# Work to be completed
Please write out the listing again from the line with "the plastic shopping" up to and including the line with "x=195, y=179". Keep each request unchanged, scale every x and y coordinate in the answers by 1.15, round each result to a whole number with halves going up, and return only those lines.
========================================
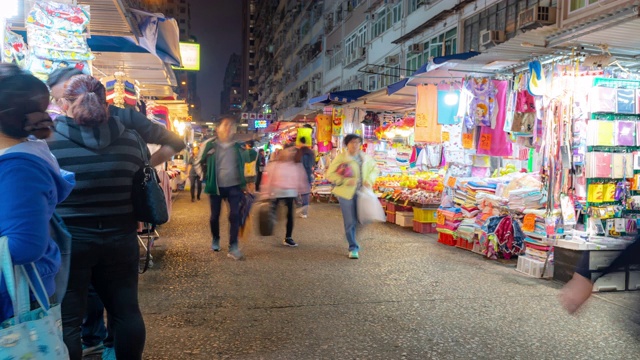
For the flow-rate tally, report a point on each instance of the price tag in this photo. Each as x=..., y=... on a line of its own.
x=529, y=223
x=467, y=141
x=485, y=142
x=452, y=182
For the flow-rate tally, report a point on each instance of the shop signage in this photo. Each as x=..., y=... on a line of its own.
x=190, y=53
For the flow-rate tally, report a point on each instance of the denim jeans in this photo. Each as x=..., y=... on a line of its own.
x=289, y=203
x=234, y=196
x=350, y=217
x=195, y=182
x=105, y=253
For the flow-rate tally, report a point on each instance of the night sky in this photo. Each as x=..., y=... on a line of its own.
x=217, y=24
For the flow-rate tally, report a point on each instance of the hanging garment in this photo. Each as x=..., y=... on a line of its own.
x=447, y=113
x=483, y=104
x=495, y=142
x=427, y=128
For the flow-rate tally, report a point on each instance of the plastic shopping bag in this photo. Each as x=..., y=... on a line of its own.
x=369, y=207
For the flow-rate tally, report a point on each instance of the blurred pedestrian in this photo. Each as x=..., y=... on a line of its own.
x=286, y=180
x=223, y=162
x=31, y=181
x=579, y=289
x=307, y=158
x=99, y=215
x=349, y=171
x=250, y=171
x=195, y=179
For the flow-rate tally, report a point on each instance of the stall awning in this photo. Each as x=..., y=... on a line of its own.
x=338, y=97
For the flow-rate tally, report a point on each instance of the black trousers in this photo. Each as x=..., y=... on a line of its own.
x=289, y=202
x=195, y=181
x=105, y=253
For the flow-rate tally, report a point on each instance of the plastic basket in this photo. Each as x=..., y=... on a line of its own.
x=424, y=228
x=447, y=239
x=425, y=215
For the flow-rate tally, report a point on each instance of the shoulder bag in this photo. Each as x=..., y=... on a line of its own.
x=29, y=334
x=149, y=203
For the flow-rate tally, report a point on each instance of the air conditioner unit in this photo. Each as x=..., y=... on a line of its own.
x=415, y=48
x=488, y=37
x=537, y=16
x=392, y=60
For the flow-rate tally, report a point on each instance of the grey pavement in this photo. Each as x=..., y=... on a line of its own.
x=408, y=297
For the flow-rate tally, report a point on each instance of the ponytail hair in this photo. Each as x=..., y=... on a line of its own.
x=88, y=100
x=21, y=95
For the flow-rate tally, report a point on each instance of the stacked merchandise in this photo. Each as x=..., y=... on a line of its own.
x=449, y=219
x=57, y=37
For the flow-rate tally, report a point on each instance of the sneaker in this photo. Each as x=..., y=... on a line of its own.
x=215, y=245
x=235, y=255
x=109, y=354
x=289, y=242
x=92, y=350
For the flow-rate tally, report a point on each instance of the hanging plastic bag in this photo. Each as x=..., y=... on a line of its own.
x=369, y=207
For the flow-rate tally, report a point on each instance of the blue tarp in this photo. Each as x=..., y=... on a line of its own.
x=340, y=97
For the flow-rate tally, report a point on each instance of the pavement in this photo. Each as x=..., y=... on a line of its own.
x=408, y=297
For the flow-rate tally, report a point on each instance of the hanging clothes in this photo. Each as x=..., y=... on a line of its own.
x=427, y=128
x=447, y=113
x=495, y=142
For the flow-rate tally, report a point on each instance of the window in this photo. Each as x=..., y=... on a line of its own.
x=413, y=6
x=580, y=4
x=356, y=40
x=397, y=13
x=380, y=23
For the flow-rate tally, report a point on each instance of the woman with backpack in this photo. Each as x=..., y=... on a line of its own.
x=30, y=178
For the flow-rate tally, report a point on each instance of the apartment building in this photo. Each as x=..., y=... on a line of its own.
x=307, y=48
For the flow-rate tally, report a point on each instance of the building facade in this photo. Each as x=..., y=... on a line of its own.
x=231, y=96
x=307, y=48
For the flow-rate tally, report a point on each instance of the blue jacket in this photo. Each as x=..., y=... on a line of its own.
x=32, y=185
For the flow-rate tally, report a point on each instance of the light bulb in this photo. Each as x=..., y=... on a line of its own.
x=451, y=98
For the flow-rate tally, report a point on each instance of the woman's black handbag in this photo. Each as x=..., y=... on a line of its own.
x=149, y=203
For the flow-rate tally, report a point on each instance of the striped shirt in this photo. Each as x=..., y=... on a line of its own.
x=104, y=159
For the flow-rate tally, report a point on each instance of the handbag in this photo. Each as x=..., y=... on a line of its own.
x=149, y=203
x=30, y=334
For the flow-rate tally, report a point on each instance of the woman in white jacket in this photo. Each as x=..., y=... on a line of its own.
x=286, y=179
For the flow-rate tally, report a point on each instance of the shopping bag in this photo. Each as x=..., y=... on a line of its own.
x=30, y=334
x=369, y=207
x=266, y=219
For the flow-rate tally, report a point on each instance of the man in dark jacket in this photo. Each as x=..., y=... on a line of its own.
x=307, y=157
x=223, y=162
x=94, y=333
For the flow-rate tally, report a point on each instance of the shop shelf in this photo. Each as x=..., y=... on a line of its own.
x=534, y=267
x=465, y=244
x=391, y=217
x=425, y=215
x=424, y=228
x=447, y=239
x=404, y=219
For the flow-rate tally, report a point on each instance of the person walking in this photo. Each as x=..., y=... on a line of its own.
========================================
# Output of the task
For the flow-rate tally, report a point on each instance of the plastic shopping bag in this photo. Each as x=..., y=... on a line of its own.
x=424, y=238
For the flow-rate tally, report a point on each instance of the blurred pedestrian in this photo. Each as x=..., y=... on a line of its own.
x=329, y=207
x=256, y=186
x=36, y=208
x=666, y=332
x=353, y=182
x=114, y=247
x=401, y=197
x=288, y=197
x=224, y=206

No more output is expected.